Records of labeled points
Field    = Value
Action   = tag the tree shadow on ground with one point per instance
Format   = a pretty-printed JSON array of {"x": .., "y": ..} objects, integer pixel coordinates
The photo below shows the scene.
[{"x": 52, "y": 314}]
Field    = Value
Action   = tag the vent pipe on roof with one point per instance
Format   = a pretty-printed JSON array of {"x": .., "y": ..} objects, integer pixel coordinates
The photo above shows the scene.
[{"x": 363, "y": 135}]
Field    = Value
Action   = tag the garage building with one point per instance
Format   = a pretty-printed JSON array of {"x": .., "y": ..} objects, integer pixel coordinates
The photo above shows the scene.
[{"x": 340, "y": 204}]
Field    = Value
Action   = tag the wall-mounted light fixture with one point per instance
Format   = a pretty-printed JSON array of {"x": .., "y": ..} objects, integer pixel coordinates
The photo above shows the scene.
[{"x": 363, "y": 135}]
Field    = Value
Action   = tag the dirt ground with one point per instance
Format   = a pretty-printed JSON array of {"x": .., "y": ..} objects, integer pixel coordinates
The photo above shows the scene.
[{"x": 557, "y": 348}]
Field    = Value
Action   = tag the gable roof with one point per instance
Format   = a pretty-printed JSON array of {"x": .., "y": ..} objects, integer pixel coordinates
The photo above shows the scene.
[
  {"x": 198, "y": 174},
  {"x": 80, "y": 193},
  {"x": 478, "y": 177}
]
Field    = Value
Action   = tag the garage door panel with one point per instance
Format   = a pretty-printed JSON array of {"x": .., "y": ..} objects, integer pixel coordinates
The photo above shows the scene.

#### [AIM OF THE EXERCISE]
Copy every line of the material above word for word.

#### [SOLVED PROBLEM]
Field    = Value
Action   = tag the tree shadow on ground with one point per instance
Format   = a pretty-printed JSON array of {"x": .., "y": ..} objects, integer pixel coordinates
The photo below shows the scene.
[{"x": 52, "y": 314}]
Field    = Value
Action   = tag the vent pipe on roof with one point per instance
Format   = a pretty-printed JSON array of {"x": .., "y": ..} objects, integer pixel coordinates
The photo above shows the scene.
[{"x": 363, "y": 135}]
Field    = Value
Action   = tag the garage building with one point per instance
Format   = a pretty-printed JSON array of {"x": .., "y": ..} objects, integer pixel coordinates
The photo above shows the scene.
[{"x": 340, "y": 204}]
Field    = Value
Action   = tag the wall-mounted light fixture with one point per instance
Format   = a pretty-printed JSON array of {"x": .., "y": ..} objects, integer pixel coordinates
The photo above shows the scene.
[{"x": 363, "y": 135}]
Field    = Value
Action   = tag the dirt ground with one point per instance
Format   = a pretty-printed JSON array of {"x": .., "y": ..} objects, integer pixel coordinates
The photo above shows the scene.
[{"x": 557, "y": 348}]
Field    = Value
Action   = tag the gable roof with one point per instance
Format   = a pretty-printed JSON array of {"x": .., "y": ..} objects, integer pixel coordinates
The photo above shows the scene.
[
  {"x": 198, "y": 174},
  {"x": 80, "y": 193},
  {"x": 478, "y": 177}
]
Field    = Value
Action   = tag the garage door panel with one point per instance
Format   = a pretty-printed JSON array of {"x": .., "y": ..} objects, integer pixel coordinates
The photo above shows the scene.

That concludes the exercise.